▶ **The problem**
The required output is every line from the one with "# locate the yellow-green" through the final line of the data below, unchanged.

▶ **Entries provided**
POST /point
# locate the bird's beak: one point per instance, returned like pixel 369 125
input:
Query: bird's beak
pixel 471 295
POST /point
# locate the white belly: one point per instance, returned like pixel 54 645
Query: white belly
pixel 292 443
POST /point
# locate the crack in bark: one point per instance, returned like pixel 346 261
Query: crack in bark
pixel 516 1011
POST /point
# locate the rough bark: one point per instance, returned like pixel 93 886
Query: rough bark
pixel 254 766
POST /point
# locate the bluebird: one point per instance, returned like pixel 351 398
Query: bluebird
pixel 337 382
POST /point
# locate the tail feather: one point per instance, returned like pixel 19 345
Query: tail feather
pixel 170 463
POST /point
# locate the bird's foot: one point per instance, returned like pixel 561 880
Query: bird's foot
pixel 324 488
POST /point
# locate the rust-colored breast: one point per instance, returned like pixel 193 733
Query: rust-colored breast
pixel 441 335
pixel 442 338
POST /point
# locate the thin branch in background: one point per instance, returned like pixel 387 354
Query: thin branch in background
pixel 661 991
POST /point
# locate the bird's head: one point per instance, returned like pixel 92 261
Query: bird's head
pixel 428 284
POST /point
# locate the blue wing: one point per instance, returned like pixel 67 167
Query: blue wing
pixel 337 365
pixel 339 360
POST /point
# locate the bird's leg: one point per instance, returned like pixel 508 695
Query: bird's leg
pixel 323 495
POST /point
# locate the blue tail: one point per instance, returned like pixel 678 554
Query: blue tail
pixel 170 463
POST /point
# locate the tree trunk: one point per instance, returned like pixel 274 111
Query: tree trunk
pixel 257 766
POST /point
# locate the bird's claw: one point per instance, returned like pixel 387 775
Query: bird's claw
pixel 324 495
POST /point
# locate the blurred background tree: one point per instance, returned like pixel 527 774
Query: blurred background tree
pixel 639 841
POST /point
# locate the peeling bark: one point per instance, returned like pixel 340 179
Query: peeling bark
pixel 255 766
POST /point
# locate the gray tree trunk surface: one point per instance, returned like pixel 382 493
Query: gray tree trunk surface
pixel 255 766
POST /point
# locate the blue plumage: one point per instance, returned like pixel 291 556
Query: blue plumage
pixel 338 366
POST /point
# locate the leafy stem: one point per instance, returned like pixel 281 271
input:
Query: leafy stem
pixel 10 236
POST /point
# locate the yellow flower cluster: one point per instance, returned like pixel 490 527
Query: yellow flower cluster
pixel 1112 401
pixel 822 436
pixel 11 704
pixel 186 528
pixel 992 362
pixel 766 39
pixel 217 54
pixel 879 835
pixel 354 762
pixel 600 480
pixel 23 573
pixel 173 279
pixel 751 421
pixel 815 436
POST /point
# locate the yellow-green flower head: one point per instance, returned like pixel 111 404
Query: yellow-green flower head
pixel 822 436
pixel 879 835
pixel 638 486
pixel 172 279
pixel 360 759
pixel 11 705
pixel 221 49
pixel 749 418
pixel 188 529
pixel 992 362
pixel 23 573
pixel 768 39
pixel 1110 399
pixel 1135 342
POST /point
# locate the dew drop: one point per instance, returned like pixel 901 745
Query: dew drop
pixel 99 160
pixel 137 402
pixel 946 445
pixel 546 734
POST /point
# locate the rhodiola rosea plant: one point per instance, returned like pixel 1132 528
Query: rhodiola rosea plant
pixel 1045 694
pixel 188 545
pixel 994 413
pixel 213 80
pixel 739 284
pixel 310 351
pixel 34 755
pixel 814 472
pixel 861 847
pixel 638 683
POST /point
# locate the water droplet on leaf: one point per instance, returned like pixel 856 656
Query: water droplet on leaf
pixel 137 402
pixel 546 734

▶ **Response to this task**
# locate the yellow-green flower head: one point per instance, returned like pixel 111 404
Query: yellow-green flower head
pixel 822 436
pixel 879 835
pixel 638 486
pixel 172 279
pixel 360 759
pixel 11 705
pixel 221 49
pixel 749 418
pixel 188 529
pixel 992 362
pixel 23 573
pixel 768 39
pixel 1110 399
pixel 1135 342
POST /point
# locate the dew drop: one point per instance, returned like pixel 901 745
Query: dew drop
pixel 99 160
pixel 137 402
pixel 946 445
pixel 546 734
POST /point
# locate the rhodiola rosea plant: one point per instance, returned like pixel 1132 528
Query: rhodiola rosea plant
pixel 1045 694
pixel 188 545
pixel 994 413
pixel 213 80
pixel 739 284
pixel 310 351
pixel 34 755
pixel 814 472
pixel 861 847
pixel 638 683
POST /point
# locate the water droplet on leaf: one point per instance, returned like pixel 856 656
Query: water droplet on leaf
pixel 137 402
pixel 546 734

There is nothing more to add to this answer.